▸ Input for this task:
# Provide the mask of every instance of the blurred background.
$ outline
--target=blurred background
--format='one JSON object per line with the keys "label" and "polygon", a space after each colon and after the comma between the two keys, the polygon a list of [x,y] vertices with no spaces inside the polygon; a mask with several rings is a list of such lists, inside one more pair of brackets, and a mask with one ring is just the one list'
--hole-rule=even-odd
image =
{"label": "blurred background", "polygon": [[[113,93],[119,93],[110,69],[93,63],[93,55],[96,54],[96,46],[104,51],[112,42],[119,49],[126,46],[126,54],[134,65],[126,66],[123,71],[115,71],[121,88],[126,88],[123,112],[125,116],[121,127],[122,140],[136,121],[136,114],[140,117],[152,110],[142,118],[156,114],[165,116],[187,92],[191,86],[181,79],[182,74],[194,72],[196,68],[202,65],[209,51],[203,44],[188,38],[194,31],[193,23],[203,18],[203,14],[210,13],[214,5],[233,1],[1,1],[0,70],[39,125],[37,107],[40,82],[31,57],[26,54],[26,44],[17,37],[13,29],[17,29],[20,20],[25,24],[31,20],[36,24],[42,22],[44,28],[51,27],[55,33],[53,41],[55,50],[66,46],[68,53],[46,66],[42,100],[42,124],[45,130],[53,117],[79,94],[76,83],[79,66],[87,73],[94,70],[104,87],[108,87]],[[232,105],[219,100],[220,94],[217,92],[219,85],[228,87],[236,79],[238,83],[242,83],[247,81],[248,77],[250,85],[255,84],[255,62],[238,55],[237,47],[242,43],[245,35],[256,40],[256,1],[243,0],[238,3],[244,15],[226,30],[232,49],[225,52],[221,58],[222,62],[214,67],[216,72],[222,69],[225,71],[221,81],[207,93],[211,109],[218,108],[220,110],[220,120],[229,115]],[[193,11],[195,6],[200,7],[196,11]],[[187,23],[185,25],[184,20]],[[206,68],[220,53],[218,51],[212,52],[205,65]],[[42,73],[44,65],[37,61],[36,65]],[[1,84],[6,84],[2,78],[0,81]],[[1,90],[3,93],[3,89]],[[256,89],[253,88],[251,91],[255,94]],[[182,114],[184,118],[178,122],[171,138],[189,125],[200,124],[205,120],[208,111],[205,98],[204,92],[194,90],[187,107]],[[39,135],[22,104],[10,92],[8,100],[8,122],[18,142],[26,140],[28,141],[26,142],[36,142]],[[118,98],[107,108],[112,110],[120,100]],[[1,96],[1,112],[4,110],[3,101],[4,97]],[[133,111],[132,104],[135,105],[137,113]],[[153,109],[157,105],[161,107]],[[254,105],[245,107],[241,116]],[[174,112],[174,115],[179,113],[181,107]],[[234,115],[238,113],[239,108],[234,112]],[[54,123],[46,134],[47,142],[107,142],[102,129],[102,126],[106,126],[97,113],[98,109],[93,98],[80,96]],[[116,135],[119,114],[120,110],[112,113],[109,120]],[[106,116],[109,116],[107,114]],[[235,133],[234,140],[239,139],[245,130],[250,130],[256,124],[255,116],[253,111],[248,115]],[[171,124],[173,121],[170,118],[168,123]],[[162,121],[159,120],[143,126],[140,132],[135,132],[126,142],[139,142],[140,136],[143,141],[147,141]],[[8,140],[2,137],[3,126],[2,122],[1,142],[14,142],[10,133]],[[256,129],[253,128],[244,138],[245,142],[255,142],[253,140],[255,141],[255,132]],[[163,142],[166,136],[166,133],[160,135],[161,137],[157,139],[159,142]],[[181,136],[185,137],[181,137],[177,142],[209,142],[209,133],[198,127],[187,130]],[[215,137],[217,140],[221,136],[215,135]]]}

▸ What is needed: Reproduce the material above verbatim, every line in its original order.

▸ Final result:
# Provide the mask of every instance of the blurred background.
$ outline
--target=blurred background
--format='one JSON object per line with the keys "label" and "polygon", a space after each colon and after the comma between the two keys, the polygon a list of [x,y] vertices with no spaces inside the polygon; a mask with several rings is a list of such lists, inside one more pair of brackets, and a mask with one ring is just the one list'
--hole-rule=even-odd
image =
{"label": "blurred background", "polygon": [[[113,93],[119,93],[110,69],[93,63],[93,55],[96,54],[96,46],[104,51],[112,42],[119,49],[126,46],[126,54],[134,65],[126,66],[123,71],[115,71],[121,88],[126,88],[123,112],[125,116],[121,127],[122,140],[136,121],[136,114],[140,117],[152,110],[142,118],[156,114],[165,116],[187,92],[191,86],[181,79],[182,74],[194,72],[196,68],[202,65],[209,51],[203,44],[188,38],[194,31],[193,23],[203,18],[203,14],[210,13],[214,5],[233,1],[1,1],[0,70],[39,125],[37,107],[40,82],[31,57],[26,54],[26,44],[17,37],[13,29],[17,29],[20,20],[25,24],[31,20],[36,24],[42,22],[44,28],[51,27],[55,33],[53,41],[55,50],[66,46],[68,53],[46,66],[42,100],[42,124],[45,130],[53,117],[79,94],[76,83],[79,66],[87,73],[94,70],[104,87],[108,87]],[[232,105],[219,100],[220,94],[217,92],[219,85],[228,87],[236,79],[238,83],[242,83],[247,81],[248,77],[250,85],[255,84],[255,62],[238,55],[237,47],[242,43],[245,35],[256,40],[256,1],[243,0],[238,3],[244,15],[226,30],[232,49],[225,52],[221,58],[222,62],[214,67],[216,72],[222,69],[225,71],[221,81],[207,93],[211,109],[218,108],[220,110],[220,120],[229,115]],[[193,11],[195,6],[200,7],[196,11]],[[187,23],[185,25],[184,20]],[[206,68],[220,53],[218,51],[212,52],[205,65]],[[42,73],[44,65],[37,61],[36,65]],[[1,84],[6,84],[2,78],[0,81]],[[1,90],[3,93],[3,89]],[[256,89],[253,88],[251,91],[255,94]],[[182,114],[184,118],[178,122],[171,138],[189,125],[200,124],[205,120],[208,111],[205,98],[204,92],[194,90],[187,107]],[[39,135],[22,104],[10,92],[8,100],[8,122],[18,142],[26,140],[28,141],[26,142],[36,142]],[[118,98],[107,108],[112,110],[120,100]],[[1,96],[1,112],[4,110],[3,101],[4,97]],[[133,111],[132,104],[135,105],[137,113]],[[153,109],[157,105],[161,107]],[[254,105],[245,107],[241,116]],[[174,112],[174,115],[179,113],[181,107]],[[234,115],[238,113],[239,108],[234,112]],[[54,123],[46,134],[47,142],[107,142],[102,129],[102,126],[106,126],[97,113],[98,109],[93,98],[80,96]],[[116,135],[119,114],[120,110],[112,113],[109,120]],[[106,116],[109,116],[107,114]],[[235,133],[234,140],[239,139],[245,130],[250,130],[256,124],[255,116],[253,111],[248,115]],[[171,124],[173,121],[170,118],[168,123]],[[162,121],[159,120],[143,126],[140,132],[135,132],[126,142],[139,142],[140,136],[143,141],[147,141]],[[8,140],[2,137],[3,126],[2,122],[1,142],[14,142],[10,133]],[[256,129],[253,128],[244,138],[245,142],[255,142],[253,140],[255,141],[255,132]],[[163,142],[166,136],[166,133],[160,135],[161,137],[157,139],[159,142]],[[181,136],[185,137],[181,137],[177,142],[209,142],[209,133],[198,127],[187,130]],[[215,137],[217,140],[221,136],[215,135]]]}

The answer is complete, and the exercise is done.